**Supplied material:**
--*--

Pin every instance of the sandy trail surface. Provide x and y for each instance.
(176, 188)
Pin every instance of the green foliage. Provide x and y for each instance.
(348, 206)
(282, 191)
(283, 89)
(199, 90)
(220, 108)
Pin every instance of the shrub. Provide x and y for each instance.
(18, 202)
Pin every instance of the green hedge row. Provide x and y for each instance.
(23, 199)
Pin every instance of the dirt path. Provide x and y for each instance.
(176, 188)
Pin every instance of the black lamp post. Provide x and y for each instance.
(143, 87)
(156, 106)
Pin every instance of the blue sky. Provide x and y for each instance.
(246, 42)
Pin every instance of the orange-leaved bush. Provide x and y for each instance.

--*--

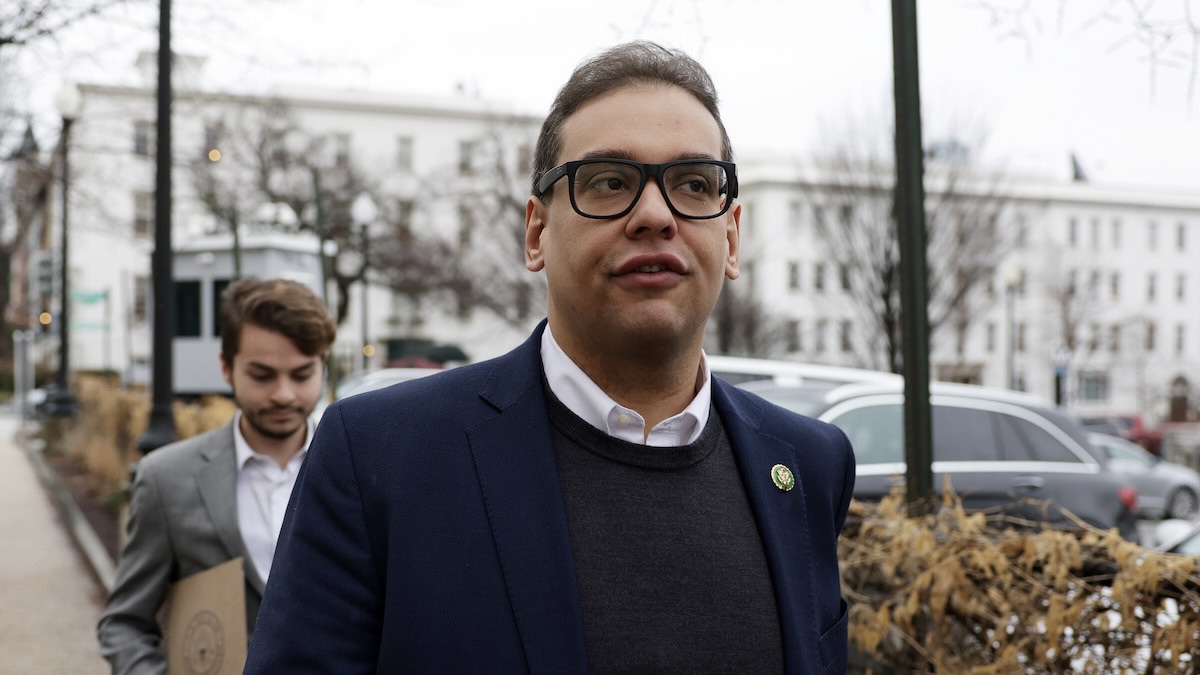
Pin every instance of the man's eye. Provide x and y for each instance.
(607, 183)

--*--

Count the lines of the material that contain the string "Provide". Give only the number.

9